## KUTIPAN HALAMAN
وَمَا أَرْسَلْنَا مِن رَّسُولٍ إِلاَّ بِلِسَانِ
قَوْمِهِ لِيُبَيِّنَ لَهُمْ فَيُضِلُّ اللّهُ مَن يَشَاء وَيَهْدِي مَن يَشَاء
وَهُوَ الْعَزِيزُ الْحَكِيمُ {إبراهيم/4}
Pada ayat tersebut tampak
jelas bahwa Alquran menggunakan kata lisan sebagai suatu sistem verbal
yang dimiliki oleh suatu masyarakat untuk melakukan komunikasi antar anggota
masyarakat itu. Dengan bahasa atau sistem verbal yang dimiliki masyarakat
itulah seorang rasul diutus. Hal itu dimaksudkan agar pesan yang disampaikannya
dapat dipahami maknanya oleh masyarakat sasaran. Dengan demikian maksud penyampaian
missi dakwah dapat diterangkan lewat bahasa masyarakatnya, sehingga masyarakat
dapat memahami dengan bahasanya sendiri tentang missi dakwah rasul.
Pada surah Al-Syu’ara’ ayat
192-195 secara khusus dikemukakan bahwa Alquran diturunkan dalam bahasa Arab
yang jelas (bilisanin ’arabiyyin mubin), bahasa atau dialek Arab yang
digunakan oleh mayoritas masyarakat Arab pada waktu. Selanjutnya pada ayat
198-199 dikemukakan bahwa seandainya Alquran yang berbahasa Arab itu diturunkan
kepada masyarakat yang tidak berbahasa Arab (’ajam), maka masyarakat itu
tidak akan bisa mengimaninya karena mereka tidak bisa memahami isi pesan yang
terkandung di dalamnya.
وَإِنَّهُ لَتَنزِيلُ رَبِّ الْعَالَمِينَ {الشعراء/192} نَزَلَ بِهِ
الرُّوحُ الْأَمِينُ {الشعراء/193} عَلَى قَلْبِكَ
لِتَكُونَ مِنَ الْمُنذِرِينَ {الشعراء/194} بِلِسَانٍ عَرَبِيٍّ مُّبِينٍ {الشعراء/195} وَإِنَّهُ لَفِي
زُبُرِ الْأَوَّلِينَ {الشعراء/196} أَوَلَمْ يَكُن
لَّهُمْ آيَةً أَن يَعْلَمَهُ عُلَمَاء بَنِي إِسْرَائِيلَ {الشعراء/197} وَلَوْ
نَزَّلْنَاهُ عَلَى بَعْضِ الْأَعْجَمِينَ {الشعراء/198} فَقَرَأَهُ
عَلَيْهِم مَّا كَانُوا بِهِ مُؤْمِنِينَ {الشعراء/199}
Perlu ditegaskan, pada saat itu yang lebih banyak digunakan oleh
masyarakat Arab hanya bahasa lisan (oral), pada saat itu juga sistem baca tulis
dalam aksara belum begitu populer, hanya sebagian kecil masyarakat Arab yang
mengenal baca tulis seperti para sastrawan dan kepala suku terkemuka saja.

## CUPLIKAN DATA
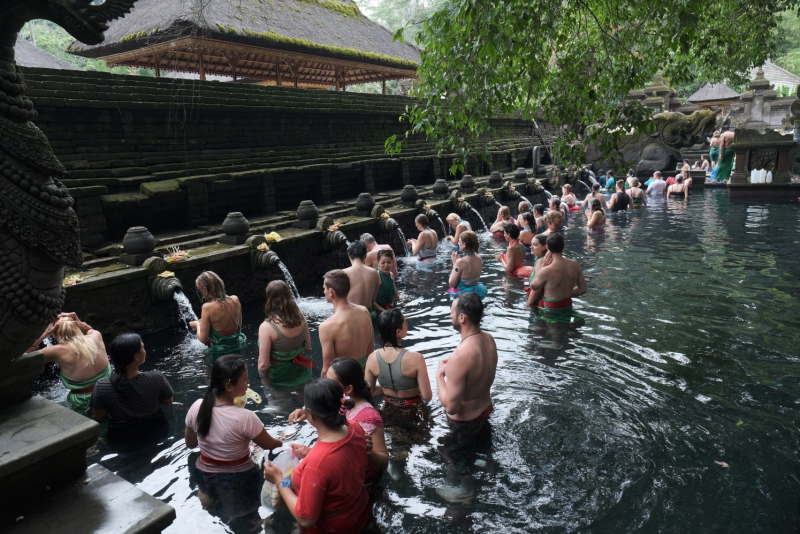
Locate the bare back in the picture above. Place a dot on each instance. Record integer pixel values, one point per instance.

## TUGAS
Tulis ulang bagian teks tentang bahasa Alquran, mulai dari kata-kata "وَإِنَّهُ لَتَنزِيلُ رَبِّ" dan berhenti setelah "suku terkemuka saja.", dengan mengganti "sastrawan" menjadi "penyair".

## HASIL
وَإِنَّهُ لَتَنزِيلُ رَبِّ الْعَالَمِينَ {الشعراء/192} نَزَلَ بِهِ
الرُّوحُ الْأَمِينُ {الشعراء/193} عَلَى قَلْبِكَ
لِتَكُونَ مِنَ الْمُنذِرِينَ {الشعراء/194} بِلِسَانٍ عَرَبِيٍّ مُّبِينٍ {الشعراء/195} وَإِنَّهُ لَفِي
زُبُرِ الْأَوَّلِينَ {الشعراء/196} أَوَلَمْ يَكُن
لَّهُمْ آيَةً أَن يَعْلَمَهُ عُلَمَاء بَنِي إِسْرَائِيلَ {الشعراء/197} وَلَوْ
نَزَّلْنَاهُ عَلَى بَعْضِ الْأَعْجَمِينَ {الشعراء/198} فَقَرَأَهُ
عَلَيْهِم مَّا كَانُوا بِهِ مُؤْمِنِينَ {الشعراء/199}
Perlu ditegaskan, pada saat itu yang lebih banyak digunakan oleh
masyarakat Arab hanya bahasa lisan (oral), pada saat itu juga sistem baca tulis
dalam aksara belum begitu populer, hanya sebagian kecil masyarakat Arab yang
mengenal baca tulis seperti para penyair dan kepala suku terkemuka saja.